=== Task data ===

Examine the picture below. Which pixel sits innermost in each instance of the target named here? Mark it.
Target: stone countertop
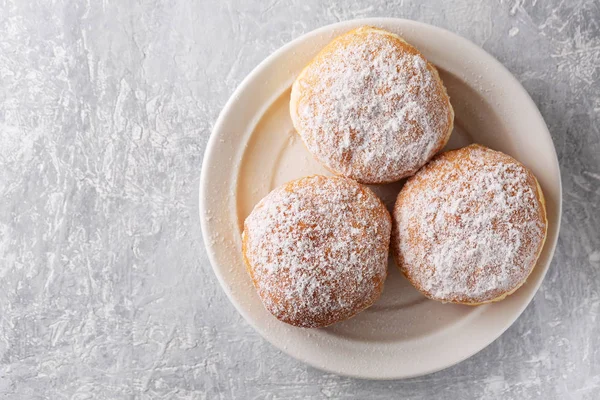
(105, 288)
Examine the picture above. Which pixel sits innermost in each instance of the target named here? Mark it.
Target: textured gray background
(105, 288)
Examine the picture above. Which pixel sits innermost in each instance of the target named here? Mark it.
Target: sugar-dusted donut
(370, 107)
(469, 226)
(316, 249)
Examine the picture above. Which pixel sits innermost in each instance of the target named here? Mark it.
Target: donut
(316, 250)
(469, 226)
(370, 107)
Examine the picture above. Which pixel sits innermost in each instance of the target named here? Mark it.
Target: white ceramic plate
(254, 149)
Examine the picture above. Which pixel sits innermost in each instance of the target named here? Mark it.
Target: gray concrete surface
(105, 288)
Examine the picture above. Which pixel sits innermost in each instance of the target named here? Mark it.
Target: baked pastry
(469, 226)
(370, 107)
(316, 249)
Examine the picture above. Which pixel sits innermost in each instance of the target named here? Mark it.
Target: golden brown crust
(501, 202)
(316, 250)
(364, 122)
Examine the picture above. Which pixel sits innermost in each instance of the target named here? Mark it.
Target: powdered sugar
(469, 226)
(370, 108)
(317, 250)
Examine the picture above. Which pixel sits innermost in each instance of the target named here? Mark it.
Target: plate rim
(212, 142)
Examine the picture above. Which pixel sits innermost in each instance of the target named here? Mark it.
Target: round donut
(469, 226)
(370, 107)
(316, 249)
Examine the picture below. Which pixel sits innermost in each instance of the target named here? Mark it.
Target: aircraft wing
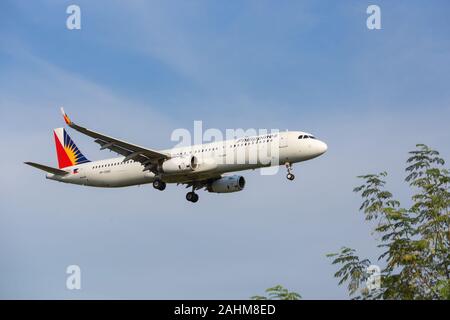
(130, 151)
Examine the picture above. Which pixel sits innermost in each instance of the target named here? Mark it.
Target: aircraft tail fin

===

What you are asked to do:
Set the pictures aside and transcribe the data above exactly.

Answer area:
Examine the picture below. Which pixel sits innermost in each instance of the target named here? Mark it.
Target: stone countertop
(105, 288)
Examine the picture above. Which pixel sits innermost in each instance of the target named here? Mark it.
Target: textured gray background
(105, 288)
Examine the picture above. Which pixel sits innermost in each instance of the target named here? Mark it.
Target: sugar-dusted donut
(370, 107)
(469, 226)
(316, 249)
Examine the picture above. Which pixel sits innermost in each instance of the target named here? Mark it.
Target: donut
(316, 250)
(469, 226)
(370, 107)
Examine the picture above. Which pixel sits innermost in each instance of the target named here? Mark it.
Target: white ceramic plate
(254, 149)
Examine the picture above. Which pixel sits innermost in each instance of the target named here? Mark it.
Target: gray concrete surface
(105, 288)
Examine the picture above. Which pixel sits innermost in each instance of the target named here? Mark it.
Target: baked pastry
(469, 226)
(370, 107)
(316, 249)
Examine the picture above. Which pixel sits innermost in each instance of the target named here? Mark it.
Target: golden brown crust
(501, 202)
(316, 250)
(364, 122)
Examine the picture above. Which pixel sits innermost in each instance of the target named here? Mark it.
Target: powdered sugar
(469, 226)
(370, 108)
(317, 250)
Examine the picture above. Which pixel sits innermost in each instance of the target named here? Mark it.
Target: plate rim
(212, 142)
Examine the picture above. Which pixel sits innermost in each instance of the target named here? Mark it.
Target: round donut
(469, 226)
(370, 107)
(316, 249)
Examine the picture below. Which pixel sits innermost in each instance of the target named here? Mark it.
Target: aircraft wing
(130, 151)
Examine the picture above. Which pixel sits innermost in each instance of the target named here? Mark it.
Target: aircraft tail fin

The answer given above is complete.